PASSAGE FOR REVIEW
In an unprecedented move to rescue Africa from the tenacious grip of underdevelopment, Japan has announced a 3.2 trillion yen ($32 billion) assistance package for Africa as part of its commitment to put the continent on the path of growth.
Unveiling the package in an address delivered on Saturday at the opening session of the Fifth Tokyo International Conference on African Development (TICAD V), held at the Pacifico Yokohama Conference Centre, the Prime Minister of Japan, Mr. Shinzo Abe, said, “Over the next five years, Japan will support African growth through public and private means of 3.2 trillion yen (approximately $32 billion), including ODA of around 1.4 trillion yen and other public and private resources of around 16 billion dollars."
In his address titled, "The Africa that Joins in Partnership with Japan is Brighter Still," Abe also said Japan would underwrite a maximum of $2 billion of trade insurance.
The package unveiled by Abe included boosting economic growth (private sector development, trade and investment, natural resources); accelerating infrastructure and capacity development (infrastructure, human resource development, science and technology, tourism); empowering farmers as mainstream economic actors (agriculture, food and nutrition security); promoting sustainable and resilient growth (environment, climate change, disaster prevention); and creating an inclusive society for growth (education and gender, health, water and sanitation).

DATASET RECORDS
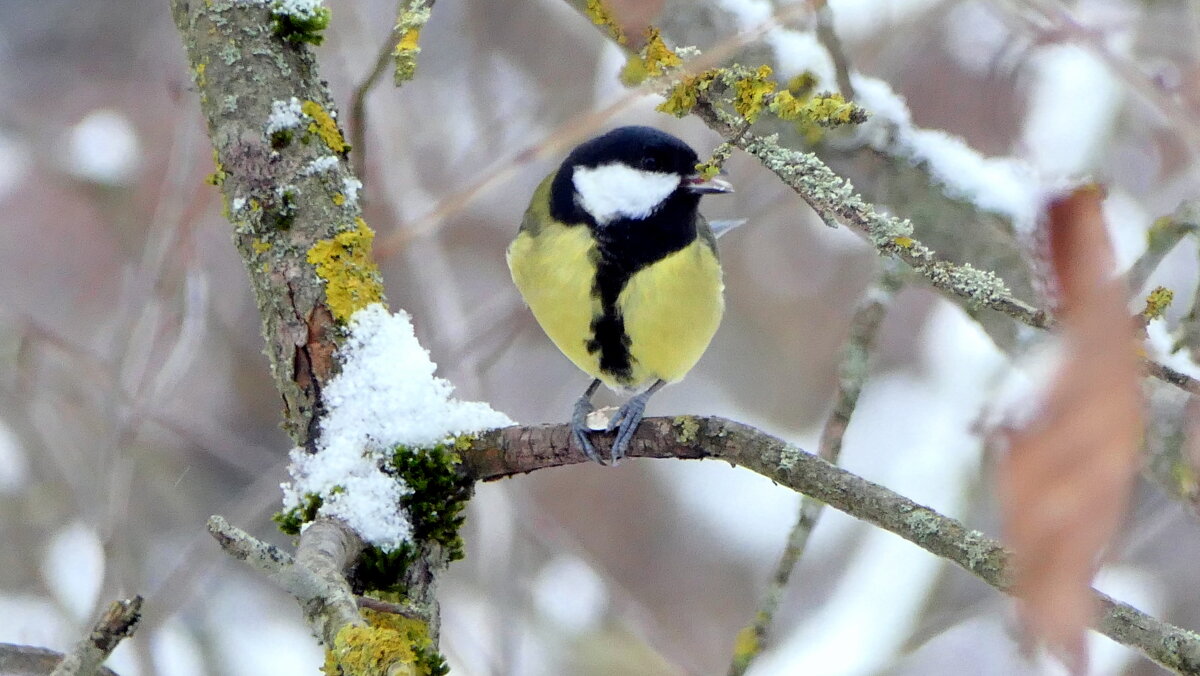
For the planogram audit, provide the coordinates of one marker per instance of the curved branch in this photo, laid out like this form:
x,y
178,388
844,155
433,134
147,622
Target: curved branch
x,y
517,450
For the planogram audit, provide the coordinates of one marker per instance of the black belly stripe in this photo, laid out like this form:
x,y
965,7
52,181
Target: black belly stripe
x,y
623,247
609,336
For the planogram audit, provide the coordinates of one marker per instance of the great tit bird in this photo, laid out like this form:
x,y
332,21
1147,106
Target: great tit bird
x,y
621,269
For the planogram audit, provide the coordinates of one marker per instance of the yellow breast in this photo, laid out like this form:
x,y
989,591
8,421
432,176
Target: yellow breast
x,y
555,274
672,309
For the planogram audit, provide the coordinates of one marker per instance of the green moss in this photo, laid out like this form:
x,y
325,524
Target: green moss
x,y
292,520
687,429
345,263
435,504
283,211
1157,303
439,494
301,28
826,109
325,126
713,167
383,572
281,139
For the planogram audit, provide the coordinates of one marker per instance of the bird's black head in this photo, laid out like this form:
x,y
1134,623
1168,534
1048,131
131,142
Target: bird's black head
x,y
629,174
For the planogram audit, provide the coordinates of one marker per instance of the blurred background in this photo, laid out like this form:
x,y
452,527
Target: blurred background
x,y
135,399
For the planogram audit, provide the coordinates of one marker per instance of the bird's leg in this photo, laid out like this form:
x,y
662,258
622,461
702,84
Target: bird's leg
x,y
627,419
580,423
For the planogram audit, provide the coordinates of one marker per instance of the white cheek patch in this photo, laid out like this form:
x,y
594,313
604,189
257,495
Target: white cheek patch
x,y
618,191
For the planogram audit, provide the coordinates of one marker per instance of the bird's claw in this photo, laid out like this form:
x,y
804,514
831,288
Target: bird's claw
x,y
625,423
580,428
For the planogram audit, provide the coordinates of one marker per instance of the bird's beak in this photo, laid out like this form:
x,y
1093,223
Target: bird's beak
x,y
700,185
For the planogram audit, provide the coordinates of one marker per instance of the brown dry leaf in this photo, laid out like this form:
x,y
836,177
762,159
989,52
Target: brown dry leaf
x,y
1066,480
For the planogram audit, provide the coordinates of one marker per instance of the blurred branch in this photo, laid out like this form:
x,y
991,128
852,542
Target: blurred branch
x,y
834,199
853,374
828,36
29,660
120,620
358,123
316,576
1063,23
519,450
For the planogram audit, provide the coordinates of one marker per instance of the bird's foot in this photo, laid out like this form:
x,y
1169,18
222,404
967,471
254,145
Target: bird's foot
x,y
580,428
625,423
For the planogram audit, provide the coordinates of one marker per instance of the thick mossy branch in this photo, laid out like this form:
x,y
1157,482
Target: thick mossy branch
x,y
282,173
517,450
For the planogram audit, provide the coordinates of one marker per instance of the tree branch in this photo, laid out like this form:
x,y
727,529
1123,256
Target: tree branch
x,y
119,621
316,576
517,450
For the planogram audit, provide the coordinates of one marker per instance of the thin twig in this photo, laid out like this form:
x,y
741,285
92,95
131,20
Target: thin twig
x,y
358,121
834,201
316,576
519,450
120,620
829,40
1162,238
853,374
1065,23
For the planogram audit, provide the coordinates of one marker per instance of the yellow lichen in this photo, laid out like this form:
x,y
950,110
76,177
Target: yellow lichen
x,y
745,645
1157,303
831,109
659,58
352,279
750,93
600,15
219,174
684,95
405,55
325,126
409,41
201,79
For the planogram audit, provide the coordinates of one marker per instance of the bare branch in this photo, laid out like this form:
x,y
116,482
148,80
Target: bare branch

TASKS
[a] Answer these questions using the article on Japan's aid package for Africa:
(i) At which venue was TICAD V held?
(ii) What was the title of Abe's address?
(iii) Up to what amount of trade insurance did Abe say Japan would underwrite?
[b] Repeat word for word the part of the article on Japan's aid package for Africa from "The package unveiled" to "water and sanitation).".

TASK ANSWERS
[a]
(i) The Pacifico Yokohama Conference Centre.
(ii) "The Africa that Joins in Partnership with Japan is Brighter Still."
(iii) A maximum of $2 billion.

[b]
The package unveiled by Abe included boosting economic growth (private sector development, trade and investment, natural resources); accelerating infrastructure and capacity development (infrastructure, human resource development, science and technology, tourism); empowering farmers as mainstream economic actors (agriculture, food and nutrition security); promoting sustainable and resilient growth (environment, climate change, disaster prevention); and creating an inclusive society for growth (education and gender, health, water and sanitation).